SOURCE EXTRACT:
************

This Engineering Notebook post reviews the workings of Leo's importers so that I will be clear about the details as I revise the python importers. The architecture of the importers is surprisingly clever, as I'll now explain.
Overview
gen_lines, the main importer loop, splits the incoming lines into nodes, allocating nodes as necessary. gen_lines calls add_line to add a line to a node. The post-pass calls undent on each node to adjust leading whitespace.
Adding lines to nodes
Importers only ever add entire lines to nodes.
In other words, add_line never removes leading whitespace! This clever policy ensures that gen_lines only needs to detect where nodes begin and end, a major simplification!
Removing leading whitespace
The undent method adjusts a node's lws independently of the gen_lines. The python importer overrides the base Importer.undent method. i.undent is complex, possibly buggy, and clearly unsuitable for python.
Py_Importer.undent removes the lws of the first non-blank line of the node. I shall soon change py_i.indent so that it never generates Leo's escape convention:
- It will "promote" underindented comment lines.
- It will cause unit tests to fail for any underindented non-comment line.
Note: neither i.undent nor py_i.undent is the same as textwrap.dedent!
Splitting lines into nodes
gen_lines splits lines into nodes, generating nodes as necessary. Unlike other importers, indentation drives the py_i.gen_lines. Here, a node's indentation means vnode_info [p.v] ['indent']. Similarly for a node's kind.
Case 1: Organizer nodes: kind = 'org'
Organizer nodes contain lines outside of classes and defs. Organizer nodes also handle unusual indentation, including unusually indented class and def lines.
Rule 1: Organizer nodes never contain @others. Naturally, their ancestor nodes could contain @others. So add_lines and py_i.undent should just work for org nodes!
Rule 2:
Org nodes never contain children.
gen_lines sets the indentation of an org node to the indentation of its first non-blank line.
- A class or def line whose lws is less than or equal to the org node's indentation will end the org node.
- A class or def whose lws is greater than the indentation of the org node must reside completely within the org node. This rule is likely the only way of handling unusual indentation!

************

DATA SECTION:
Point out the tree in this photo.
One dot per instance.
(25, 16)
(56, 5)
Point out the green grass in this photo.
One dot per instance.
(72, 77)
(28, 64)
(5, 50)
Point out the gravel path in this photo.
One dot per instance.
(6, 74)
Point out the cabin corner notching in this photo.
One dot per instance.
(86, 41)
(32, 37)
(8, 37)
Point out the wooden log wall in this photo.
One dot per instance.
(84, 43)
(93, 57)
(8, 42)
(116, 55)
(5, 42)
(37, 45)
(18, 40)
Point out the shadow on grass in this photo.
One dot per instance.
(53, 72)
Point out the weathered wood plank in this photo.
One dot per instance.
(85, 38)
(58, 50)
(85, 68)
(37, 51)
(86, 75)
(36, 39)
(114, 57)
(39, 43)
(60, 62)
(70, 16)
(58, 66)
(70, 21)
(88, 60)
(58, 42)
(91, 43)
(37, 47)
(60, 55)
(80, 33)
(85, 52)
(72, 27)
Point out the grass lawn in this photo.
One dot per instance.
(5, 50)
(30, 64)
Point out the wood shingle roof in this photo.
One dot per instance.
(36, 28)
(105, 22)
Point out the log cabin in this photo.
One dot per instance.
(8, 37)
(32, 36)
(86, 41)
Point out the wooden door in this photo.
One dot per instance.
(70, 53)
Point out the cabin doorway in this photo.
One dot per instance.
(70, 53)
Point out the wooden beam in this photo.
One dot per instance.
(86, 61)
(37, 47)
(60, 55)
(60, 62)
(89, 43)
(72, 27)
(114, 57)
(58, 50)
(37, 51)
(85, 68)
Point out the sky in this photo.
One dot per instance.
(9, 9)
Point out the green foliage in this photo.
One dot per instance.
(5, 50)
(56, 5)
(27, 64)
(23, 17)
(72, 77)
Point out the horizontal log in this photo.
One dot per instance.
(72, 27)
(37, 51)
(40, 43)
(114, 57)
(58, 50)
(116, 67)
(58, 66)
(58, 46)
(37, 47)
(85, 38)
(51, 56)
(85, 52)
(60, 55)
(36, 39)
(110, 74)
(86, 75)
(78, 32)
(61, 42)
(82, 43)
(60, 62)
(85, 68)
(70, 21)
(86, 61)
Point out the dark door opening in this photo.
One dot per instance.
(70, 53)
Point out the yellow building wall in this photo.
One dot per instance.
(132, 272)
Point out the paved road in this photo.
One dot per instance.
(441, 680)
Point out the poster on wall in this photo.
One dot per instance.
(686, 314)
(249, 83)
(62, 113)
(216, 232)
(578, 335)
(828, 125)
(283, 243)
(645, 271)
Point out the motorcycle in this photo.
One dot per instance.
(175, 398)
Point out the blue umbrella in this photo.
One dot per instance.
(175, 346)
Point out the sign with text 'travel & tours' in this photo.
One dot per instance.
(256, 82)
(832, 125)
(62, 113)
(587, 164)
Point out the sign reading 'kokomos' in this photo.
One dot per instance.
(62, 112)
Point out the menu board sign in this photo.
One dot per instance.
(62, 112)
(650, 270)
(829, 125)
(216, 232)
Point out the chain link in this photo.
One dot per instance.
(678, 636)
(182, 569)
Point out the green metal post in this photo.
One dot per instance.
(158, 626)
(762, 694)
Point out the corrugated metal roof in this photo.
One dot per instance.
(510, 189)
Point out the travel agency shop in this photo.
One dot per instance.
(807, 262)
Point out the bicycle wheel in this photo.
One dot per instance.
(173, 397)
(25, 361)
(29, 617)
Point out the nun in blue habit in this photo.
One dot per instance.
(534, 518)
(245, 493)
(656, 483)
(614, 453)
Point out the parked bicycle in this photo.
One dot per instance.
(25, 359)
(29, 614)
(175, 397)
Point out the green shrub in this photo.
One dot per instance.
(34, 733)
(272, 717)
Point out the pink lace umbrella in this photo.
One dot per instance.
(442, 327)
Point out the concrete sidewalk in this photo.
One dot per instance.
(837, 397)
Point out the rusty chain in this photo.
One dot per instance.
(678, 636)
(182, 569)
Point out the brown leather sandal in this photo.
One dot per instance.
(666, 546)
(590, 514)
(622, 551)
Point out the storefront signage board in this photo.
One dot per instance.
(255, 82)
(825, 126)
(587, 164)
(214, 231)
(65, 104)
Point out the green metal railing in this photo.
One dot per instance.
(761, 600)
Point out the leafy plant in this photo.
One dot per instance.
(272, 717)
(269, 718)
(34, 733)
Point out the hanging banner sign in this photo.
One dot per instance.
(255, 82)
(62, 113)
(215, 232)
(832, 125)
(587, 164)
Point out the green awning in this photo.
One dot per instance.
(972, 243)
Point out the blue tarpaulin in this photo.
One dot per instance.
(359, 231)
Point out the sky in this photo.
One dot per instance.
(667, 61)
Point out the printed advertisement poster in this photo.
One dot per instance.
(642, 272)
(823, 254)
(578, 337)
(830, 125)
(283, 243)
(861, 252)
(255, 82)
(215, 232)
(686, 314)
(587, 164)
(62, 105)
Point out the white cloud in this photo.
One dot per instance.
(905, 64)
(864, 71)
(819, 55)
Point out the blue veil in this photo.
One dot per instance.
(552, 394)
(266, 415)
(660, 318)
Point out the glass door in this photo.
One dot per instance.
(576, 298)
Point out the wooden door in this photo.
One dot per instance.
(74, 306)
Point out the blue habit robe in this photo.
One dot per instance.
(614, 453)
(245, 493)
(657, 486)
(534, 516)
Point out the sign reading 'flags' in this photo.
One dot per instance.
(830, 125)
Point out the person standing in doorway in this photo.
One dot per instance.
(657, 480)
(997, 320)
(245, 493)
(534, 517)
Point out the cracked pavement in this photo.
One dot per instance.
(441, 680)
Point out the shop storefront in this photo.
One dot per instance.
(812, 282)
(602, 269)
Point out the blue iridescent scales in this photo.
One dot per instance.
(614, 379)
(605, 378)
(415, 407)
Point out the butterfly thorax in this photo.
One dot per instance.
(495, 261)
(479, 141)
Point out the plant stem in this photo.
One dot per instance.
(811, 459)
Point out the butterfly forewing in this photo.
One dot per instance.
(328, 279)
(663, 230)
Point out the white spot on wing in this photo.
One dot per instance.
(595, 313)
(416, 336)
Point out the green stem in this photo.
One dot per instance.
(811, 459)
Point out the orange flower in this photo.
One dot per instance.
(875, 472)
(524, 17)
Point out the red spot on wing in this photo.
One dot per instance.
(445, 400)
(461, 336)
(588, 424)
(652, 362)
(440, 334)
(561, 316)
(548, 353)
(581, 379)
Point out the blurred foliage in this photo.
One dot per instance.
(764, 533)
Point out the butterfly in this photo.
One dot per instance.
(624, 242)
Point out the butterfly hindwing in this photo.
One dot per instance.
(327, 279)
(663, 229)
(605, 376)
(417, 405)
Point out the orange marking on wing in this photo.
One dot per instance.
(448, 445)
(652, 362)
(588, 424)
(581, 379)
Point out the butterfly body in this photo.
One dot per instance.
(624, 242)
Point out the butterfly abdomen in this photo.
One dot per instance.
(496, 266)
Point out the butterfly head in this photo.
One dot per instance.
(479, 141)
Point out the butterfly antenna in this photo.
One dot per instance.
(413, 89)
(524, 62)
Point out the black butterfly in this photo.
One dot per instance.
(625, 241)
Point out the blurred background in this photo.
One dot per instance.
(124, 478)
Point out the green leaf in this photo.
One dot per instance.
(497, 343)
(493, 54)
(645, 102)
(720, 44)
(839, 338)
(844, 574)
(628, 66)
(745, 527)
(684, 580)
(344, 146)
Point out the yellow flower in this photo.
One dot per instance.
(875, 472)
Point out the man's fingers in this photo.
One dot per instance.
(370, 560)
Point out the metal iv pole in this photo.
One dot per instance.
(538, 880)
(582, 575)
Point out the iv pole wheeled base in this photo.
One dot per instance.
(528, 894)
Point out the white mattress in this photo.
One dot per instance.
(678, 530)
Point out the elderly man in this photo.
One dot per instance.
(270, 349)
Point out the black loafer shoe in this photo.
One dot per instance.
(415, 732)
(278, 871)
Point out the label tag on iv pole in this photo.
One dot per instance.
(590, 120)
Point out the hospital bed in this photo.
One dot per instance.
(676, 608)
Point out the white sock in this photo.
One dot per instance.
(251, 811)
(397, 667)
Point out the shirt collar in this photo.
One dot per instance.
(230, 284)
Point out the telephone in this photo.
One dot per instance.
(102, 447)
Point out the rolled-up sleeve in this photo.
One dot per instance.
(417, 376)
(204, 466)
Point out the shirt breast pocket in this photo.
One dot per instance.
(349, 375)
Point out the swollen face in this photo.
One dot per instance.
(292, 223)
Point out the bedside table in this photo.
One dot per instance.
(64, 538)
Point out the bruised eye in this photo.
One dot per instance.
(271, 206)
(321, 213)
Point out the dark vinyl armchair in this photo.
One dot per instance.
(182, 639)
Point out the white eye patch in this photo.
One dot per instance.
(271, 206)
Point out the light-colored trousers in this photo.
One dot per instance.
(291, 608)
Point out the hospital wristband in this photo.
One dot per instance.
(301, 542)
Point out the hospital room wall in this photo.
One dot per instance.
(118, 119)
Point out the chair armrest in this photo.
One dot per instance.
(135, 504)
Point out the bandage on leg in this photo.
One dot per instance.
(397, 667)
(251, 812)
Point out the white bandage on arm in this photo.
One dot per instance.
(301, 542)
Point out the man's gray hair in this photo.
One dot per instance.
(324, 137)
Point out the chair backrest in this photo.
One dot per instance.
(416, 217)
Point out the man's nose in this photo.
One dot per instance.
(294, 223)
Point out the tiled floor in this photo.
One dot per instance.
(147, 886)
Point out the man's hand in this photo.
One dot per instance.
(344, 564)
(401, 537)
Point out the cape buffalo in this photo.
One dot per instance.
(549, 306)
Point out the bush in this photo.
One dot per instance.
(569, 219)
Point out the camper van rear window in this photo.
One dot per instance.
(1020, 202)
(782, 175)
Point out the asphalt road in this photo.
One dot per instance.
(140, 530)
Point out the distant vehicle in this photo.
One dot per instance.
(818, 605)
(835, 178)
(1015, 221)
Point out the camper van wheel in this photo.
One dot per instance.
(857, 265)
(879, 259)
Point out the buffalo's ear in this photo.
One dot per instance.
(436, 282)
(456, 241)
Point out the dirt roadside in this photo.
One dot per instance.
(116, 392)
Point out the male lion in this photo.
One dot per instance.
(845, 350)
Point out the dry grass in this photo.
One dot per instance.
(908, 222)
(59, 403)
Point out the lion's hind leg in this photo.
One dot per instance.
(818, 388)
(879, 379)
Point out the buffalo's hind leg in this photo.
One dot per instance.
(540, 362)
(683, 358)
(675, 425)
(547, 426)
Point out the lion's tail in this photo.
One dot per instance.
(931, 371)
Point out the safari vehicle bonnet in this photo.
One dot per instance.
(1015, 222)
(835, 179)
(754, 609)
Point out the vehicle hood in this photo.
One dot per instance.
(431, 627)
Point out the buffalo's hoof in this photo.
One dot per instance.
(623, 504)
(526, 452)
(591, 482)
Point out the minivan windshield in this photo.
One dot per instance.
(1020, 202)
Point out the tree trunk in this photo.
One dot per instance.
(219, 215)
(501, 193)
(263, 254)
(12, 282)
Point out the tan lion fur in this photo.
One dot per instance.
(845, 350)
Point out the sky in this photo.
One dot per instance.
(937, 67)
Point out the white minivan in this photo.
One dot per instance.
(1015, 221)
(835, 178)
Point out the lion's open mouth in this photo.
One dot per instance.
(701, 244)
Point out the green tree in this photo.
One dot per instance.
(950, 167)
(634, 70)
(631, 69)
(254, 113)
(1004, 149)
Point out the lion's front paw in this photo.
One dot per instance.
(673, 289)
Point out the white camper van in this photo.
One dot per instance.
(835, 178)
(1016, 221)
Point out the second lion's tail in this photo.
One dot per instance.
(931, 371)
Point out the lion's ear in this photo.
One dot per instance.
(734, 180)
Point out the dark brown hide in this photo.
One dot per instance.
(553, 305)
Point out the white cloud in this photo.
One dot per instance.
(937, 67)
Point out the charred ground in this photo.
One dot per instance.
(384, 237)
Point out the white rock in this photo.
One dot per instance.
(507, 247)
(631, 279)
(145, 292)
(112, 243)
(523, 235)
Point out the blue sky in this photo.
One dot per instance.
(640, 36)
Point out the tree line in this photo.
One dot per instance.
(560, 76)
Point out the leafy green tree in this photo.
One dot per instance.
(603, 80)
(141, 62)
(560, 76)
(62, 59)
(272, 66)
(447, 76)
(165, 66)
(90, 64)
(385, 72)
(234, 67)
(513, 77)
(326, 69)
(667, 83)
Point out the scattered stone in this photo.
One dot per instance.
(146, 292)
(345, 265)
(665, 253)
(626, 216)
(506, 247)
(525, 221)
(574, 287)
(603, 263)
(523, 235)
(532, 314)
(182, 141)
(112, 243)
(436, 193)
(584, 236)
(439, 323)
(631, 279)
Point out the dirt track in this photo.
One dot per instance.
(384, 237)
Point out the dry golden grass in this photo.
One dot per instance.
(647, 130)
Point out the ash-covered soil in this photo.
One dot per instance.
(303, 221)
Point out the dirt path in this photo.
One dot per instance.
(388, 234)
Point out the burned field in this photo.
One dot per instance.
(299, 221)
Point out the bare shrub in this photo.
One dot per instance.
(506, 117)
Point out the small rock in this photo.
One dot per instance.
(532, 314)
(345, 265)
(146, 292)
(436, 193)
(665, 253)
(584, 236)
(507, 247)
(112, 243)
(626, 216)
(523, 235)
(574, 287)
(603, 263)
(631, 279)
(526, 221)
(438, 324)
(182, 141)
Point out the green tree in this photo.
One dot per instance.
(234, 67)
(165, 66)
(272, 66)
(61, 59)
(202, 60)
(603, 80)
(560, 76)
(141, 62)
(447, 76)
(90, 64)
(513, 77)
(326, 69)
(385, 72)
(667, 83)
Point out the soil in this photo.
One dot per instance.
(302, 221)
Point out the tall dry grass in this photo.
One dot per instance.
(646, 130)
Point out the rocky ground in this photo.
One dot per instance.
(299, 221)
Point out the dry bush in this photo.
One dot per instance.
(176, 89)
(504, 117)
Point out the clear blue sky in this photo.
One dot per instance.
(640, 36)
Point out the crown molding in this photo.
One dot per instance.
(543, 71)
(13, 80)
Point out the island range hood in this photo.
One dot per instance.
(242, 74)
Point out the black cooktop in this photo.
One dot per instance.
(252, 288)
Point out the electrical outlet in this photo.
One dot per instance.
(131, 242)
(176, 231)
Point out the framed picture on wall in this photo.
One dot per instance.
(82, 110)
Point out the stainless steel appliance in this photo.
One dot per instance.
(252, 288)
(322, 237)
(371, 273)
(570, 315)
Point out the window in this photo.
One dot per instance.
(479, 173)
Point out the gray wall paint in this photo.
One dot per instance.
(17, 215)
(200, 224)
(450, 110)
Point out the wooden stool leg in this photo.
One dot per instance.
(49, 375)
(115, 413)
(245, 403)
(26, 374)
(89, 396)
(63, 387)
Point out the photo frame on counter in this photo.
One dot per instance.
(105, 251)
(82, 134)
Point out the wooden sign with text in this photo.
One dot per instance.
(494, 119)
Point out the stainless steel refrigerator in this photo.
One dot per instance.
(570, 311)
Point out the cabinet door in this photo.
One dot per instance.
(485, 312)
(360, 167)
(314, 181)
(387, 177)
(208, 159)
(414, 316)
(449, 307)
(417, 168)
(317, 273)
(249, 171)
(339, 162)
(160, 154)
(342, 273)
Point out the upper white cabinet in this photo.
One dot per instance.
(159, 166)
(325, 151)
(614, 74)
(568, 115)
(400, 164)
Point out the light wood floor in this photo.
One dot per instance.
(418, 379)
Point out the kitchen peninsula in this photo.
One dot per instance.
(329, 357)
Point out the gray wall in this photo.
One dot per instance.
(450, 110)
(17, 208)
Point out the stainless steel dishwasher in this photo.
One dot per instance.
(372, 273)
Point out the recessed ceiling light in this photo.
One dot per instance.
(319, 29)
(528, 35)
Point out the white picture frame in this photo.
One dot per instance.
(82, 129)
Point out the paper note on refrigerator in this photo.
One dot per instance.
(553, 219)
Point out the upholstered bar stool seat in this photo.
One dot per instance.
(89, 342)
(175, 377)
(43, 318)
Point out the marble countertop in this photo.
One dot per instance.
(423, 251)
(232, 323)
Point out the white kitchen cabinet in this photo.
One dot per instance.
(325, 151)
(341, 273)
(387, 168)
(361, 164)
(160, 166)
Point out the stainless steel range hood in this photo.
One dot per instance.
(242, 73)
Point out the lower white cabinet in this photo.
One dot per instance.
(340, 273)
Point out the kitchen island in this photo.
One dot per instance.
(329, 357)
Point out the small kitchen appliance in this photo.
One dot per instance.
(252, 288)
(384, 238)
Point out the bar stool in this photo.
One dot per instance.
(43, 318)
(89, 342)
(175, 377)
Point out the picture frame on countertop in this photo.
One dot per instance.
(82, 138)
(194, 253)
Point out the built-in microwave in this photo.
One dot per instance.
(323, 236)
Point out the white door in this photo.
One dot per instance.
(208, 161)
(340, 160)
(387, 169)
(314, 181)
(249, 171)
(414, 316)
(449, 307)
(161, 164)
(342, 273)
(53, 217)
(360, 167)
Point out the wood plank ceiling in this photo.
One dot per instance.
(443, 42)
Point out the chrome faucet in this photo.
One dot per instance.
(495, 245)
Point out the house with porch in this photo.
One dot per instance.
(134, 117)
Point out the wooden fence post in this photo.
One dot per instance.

************

SHORT TASK 1:
In the post on Leo's importers, what does Py_Importer.undent remove from a node?
SHORT TASK 2:
Write the next part of the post on Leo's importers, picking up right after its last sentence.

WRITTEN REPLY 1:
It removes the lws of the first non-blank line of the node.

WRITTEN REPLY 2:
Case 2: class nodes: kind == 'class'
Most class definitions will occur outside of org nodes. All class nodes will contain an @others directive. The first non-blank line within the class determines:
- the lws of the @others directive and
- the indentation of the class node!
Rule 3: An org node must contain the entire range of an indented class or def that appears outside the range of any class or def node.
As a consequence of python's syntax rules, a parent org node must
already exist. For example, an indented def or class line would be
invalid syntax unless it were already contained in a (top-level) complex
statement such as 'if', 'while', etc.
Case 3: def nodes: kind in ('function', 'method')
Rule 4: def lines without lws will generate function nodes.
Rule 5: Indented def lines appearing with the same indentation as a parent 'class' node will generate method nodes.
Rule 6: Indented def lines appearing at a greater indentation than a parent class node will be included within the containing method node. Imo, this is the only reasonable way of handling inner function definitions.
Rule 7: def lines appearing at a lesser indentation than a parent class node will terminate the class node. In most cases, the def line will then become a method of another parent class node. Per rule 3, if there is no such class node, the def line must be allocated to an already existing parent org node.
Summary
add_lines and undent_lines should work for all nodes, regardless of the node's kind. Happily, the vnode_info dict is available to all methods of the post-pass, if special cases are necessary.
gen_lines assigns an indentation to all generated nodes:
- For org nodes, the indentation is the lws of the first non-blank line.
- For class and def nodes, the indentation is the lws of the first non-blank line following the class or def line.
Unindented class or def lines always generate top-level class or function nodes.
Indented class lines generate class nodes if their lws match the indentation of a parent class node. Otherwise, the class must appear within an already existing org node.
Indented def lines generate method nodes if their lws match the indentation of a parent class node. Otherwise, the def line will appear in an enclosing function or method node. As a last resort, the def line must appear within an already existing org node.
These complex rules are likely buggy. I'll revise them as needed.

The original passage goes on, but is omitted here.